(Named-object pointing records)
========

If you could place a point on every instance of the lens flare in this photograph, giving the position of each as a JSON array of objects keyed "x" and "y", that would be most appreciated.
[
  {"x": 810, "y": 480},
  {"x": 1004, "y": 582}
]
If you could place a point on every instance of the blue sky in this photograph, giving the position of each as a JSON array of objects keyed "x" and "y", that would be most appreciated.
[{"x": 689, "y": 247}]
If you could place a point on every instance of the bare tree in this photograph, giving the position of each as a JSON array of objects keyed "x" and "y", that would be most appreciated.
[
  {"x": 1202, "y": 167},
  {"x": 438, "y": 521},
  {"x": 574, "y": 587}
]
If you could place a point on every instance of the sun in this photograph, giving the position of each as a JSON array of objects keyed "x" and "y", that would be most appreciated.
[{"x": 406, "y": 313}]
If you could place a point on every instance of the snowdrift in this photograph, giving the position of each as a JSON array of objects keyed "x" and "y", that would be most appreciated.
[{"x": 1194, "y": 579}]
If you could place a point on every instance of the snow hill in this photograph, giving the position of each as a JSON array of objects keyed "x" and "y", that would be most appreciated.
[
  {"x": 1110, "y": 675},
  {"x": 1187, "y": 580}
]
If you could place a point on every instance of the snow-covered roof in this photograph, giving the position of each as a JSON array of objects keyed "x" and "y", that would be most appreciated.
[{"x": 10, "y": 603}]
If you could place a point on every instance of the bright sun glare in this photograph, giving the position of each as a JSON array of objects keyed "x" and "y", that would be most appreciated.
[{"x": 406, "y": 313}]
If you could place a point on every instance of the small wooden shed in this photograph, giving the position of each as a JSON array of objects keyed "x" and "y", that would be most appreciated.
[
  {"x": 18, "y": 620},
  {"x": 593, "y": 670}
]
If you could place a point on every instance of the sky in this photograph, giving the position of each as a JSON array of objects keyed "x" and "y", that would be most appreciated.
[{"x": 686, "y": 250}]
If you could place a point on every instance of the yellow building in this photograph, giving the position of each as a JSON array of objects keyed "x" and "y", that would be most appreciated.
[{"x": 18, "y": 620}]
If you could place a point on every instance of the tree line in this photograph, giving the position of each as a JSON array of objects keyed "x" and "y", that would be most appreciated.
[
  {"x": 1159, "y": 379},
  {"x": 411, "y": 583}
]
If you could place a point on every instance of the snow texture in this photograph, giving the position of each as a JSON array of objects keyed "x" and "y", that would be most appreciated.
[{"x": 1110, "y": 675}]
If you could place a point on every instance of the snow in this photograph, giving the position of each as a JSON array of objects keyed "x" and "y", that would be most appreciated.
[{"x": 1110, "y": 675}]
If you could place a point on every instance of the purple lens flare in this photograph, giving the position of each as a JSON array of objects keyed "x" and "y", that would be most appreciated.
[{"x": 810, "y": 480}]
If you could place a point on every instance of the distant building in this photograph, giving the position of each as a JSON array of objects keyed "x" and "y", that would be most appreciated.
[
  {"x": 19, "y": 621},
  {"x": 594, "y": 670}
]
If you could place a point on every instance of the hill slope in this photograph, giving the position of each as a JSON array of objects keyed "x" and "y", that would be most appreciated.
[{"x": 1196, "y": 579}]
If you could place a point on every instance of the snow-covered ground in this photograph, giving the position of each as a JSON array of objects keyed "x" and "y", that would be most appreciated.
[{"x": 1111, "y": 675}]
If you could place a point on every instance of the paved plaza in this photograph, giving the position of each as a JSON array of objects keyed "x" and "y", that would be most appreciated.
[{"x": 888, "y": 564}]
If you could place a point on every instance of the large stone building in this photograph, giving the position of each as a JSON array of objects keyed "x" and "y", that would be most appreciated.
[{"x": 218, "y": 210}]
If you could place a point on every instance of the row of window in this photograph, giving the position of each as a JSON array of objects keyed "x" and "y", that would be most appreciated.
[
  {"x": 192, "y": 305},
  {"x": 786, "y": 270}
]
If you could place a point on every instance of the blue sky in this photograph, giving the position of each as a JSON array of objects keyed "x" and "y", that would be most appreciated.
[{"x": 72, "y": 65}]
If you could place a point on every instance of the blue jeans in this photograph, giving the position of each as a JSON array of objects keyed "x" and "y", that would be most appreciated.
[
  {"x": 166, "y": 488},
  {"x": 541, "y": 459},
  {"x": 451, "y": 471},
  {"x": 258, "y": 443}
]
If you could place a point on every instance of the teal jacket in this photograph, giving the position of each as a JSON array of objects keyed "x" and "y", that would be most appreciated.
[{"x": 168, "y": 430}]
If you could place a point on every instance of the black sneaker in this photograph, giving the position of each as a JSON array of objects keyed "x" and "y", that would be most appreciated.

========

WORK INSTRUCTIONS: Reproduce the listing above exactly from the line containing "the blue jeans" through its last line, with both of those lines included.

EXERCISE RESPONSE:
If you could place a point on every instance of the blue jeans in this photograph, giving the position of each as a JSON array of objects keyed "x" and "y", that would be most appreciated.
[
  {"x": 166, "y": 488},
  {"x": 541, "y": 459},
  {"x": 451, "y": 471},
  {"x": 258, "y": 443}
]
If you could place a point on every instance of the teal jacket in this photograph, giving the position of each as a JSON array of objects keyed "x" and "y", that would be most appreciated.
[{"x": 168, "y": 430}]
If you could place a point on every instance of the black sneaker in this photograph, giving the position of each as a JSON array of objects keyed "x" and "y", that would be most appreciated.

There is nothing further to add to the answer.